* **Consigne a**:
Recopiez mot pour mot chacune des lignes de la liste qui figure plus bas, après le texte.

* **Texte**:
Suite à la “crise des réfugiés” de 2015, les Etats européens ont adopté des décisions visant à aider les États membres situés en première ligne. Ces décisions ont établi un système dit de relocalisation. Fondé sur le principe de la solidarité, la relocalisation avait pour objectif de permettre le transfert des demandeurs d’asile arrivés en Grèce et en Italie vers les autres Etats européens. Estelle d’Halluin, sociologue à l’Université de Nantes, détaille le fonctionnement de ce mécanisme de relocalisation et les modalités de sa mise en oeuvre qui n’ont pas toujours été optimales.
La relocalisation c’est le transfert de demandeurs d’asile d’un Etat membre de l’Union européenne, qui a la responsabilité de leur accueil, vers un autre Etat membre de l’Union européenne.
Ce transfert est organisé lorsqu’un ou plusieurs Etats font face à une arrivée importante de migrants qui les empêche de les accueillir correctement. Dans ces circonstances, en application du principe de solidarité, les autres Etats européens acceptent de relocaliser sur leur territoire les demandeurs d’asile.
Pour la 1e fois, la relocalisation a été mise en œuvre en septembre 2015 à la suite de ce que l’on a appelé « la crise des réfugiés ». Par deux décisions, les Etats européens ont accepté de se répartir l’accueil de 160 000 demandeurs d’asile principalement arrivés en Grèce et en Italie et d’examiner les demandes en lieu et place de ces deux Etats.

* **Consigne b**:
Reprenez le texte sur la relocalisation des demandeurs d'asile à l'endroit où il s'arrête et écrivez la suite.

Entrées d'un jeu de données d'annotation:
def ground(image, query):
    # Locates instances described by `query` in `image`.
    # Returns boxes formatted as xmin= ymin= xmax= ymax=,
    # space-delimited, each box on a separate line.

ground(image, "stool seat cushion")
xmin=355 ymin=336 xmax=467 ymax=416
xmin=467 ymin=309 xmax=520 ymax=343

* **Réponse finale a**:
def ground(image, query):
    # Locates instances described by `query` in `image`.
    # Returns boxes formatted as xmin= ymin= xmax= ymax=,
    # space-delimited, each box on a separate line.

ground(image, "stool seat cushion")
xmin=355 ymin=336 xmax=467 ymax=416
xmin=467 ymin=309 xmax=520 ymax=343

* **Réponse finale b**:
En pratique, les Etats ont dû s’entendre sur 3 éléments pour faire fonctionner la relocalisation.
La répartition des demandeurs d’asile par pays, tout d’abord. Elle s’est opérée en fonction d’une clé de répartition portant sur le produit intérieur brut, la taille de la population, le taux de chômage, le nombre de demandeurs d’asile et de réfugiés réinstallés au cours des 4 dernières années. Ainsi, la France s’était engagée à admettre 19714 demandeurs d’asile, le Luxembourg 557.
Ensuite, il a fallu décider quels demandeurs d’asile seraient concernés par la relocalisation. Seuls les demandeurs d’asile pour lesquels le taux moyen de reconnaissance d’une protection internationale au sein de l’UE était supérieur à 75% pouvaient y prétendre, autrement dit les Syriens, les Érythréens, les Irakiens.
Enfin, pour atteindre leurs objectifs, les Etats européens ont développé des « hotspots », c’est-à-dire des lieux qui devaient permettre l’enregistrement et l’identification des nouveaux arrivés et leur orientation dans le processus de relocalisation.
Principalement installés sur les îles grecques et italiennes, ces hotspots ont souvent été transformés en camps ou centres fermés.
Quels résultats ? Sur les 160 000 relocalisations qui étaient prévues en septembre 2015, seuls 34 705 demandeurs d’asile ont aujourd’hui été relocalisés.
Alors comment expliquer ce qu’on peut qualifier d’un échec ?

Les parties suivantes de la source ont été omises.